• [RECORDS SHOWN]:

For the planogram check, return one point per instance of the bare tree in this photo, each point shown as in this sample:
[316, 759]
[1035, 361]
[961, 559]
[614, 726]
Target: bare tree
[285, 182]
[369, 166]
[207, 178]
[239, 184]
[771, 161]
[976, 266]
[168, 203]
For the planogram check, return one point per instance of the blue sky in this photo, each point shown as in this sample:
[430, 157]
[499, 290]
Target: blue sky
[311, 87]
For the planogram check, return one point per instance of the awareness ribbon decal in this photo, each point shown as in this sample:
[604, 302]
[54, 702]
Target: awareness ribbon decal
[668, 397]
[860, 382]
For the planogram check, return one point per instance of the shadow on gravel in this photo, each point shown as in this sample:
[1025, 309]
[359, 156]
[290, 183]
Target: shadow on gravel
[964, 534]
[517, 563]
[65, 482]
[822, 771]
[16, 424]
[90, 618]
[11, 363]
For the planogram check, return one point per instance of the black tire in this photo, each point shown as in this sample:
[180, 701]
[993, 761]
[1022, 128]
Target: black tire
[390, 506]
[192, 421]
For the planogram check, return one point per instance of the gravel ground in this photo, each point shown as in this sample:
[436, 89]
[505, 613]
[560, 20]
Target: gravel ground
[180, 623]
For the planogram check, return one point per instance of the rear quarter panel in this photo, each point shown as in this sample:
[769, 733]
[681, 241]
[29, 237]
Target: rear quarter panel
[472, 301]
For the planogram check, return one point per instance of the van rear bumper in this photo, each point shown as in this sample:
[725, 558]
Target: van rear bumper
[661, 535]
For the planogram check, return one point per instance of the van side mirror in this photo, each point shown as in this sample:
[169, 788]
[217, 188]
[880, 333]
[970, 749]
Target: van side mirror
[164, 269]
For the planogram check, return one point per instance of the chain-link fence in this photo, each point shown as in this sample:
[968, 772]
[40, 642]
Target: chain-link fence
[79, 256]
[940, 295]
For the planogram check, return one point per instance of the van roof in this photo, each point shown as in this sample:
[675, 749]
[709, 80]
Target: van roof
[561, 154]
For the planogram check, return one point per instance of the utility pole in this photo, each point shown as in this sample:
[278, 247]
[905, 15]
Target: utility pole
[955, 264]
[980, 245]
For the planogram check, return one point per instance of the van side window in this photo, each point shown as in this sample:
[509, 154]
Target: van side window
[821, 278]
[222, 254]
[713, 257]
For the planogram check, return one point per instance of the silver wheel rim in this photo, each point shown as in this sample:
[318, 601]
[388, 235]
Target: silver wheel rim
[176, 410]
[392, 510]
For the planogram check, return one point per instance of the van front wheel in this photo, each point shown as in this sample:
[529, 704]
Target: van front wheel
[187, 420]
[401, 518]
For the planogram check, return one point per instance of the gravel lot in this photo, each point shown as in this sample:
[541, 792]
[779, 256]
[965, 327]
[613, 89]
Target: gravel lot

• [WORK TO BE COMPLETED]:
Set down precisely the lines above between the line holding "[1022, 128]" and the line holding "of the utility", inclusive, and nothing beyond them.

• [FINAL ANSWER]:
[1022, 128]
Target: black tire
[390, 506]
[192, 421]
For the planogram check, return one point per instance of the gravel ground in this photo, each point shown as in this sample:
[436, 89]
[505, 613]
[560, 20]
Target: gravel ground
[180, 623]
For the planogram check, return one point per instance of the rear quarter panel in this photo, each point shown as in this sample:
[769, 733]
[681, 241]
[29, 237]
Target: rear quarter panel
[472, 301]
For the planogram check, return one point per instance of the van rear bumper in this photo, each point shown as in this sample:
[725, 558]
Target: van rear bumper
[661, 535]
For the planogram check, return one point per instance of the van side mirror in this photo, each point shown as in this sample:
[169, 788]
[217, 188]
[880, 333]
[970, 749]
Target: van side mirror
[164, 269]
For the planogram check, return one point per instance of the chain-link fence in this photo, each point shown as in this sample:
[968, 772]
[40, 642]
Target: chain-link fence
[79, 256]
[940, 295]
For the planogram check, return one point per instance of the van roof in this photo, each point shown as in this sample:
[675, 749]
[709, 80]
Target: van roof
[561, 154]
For the planogram check, return one point per instance of the utility pole in this photo, each point shown as in this sample:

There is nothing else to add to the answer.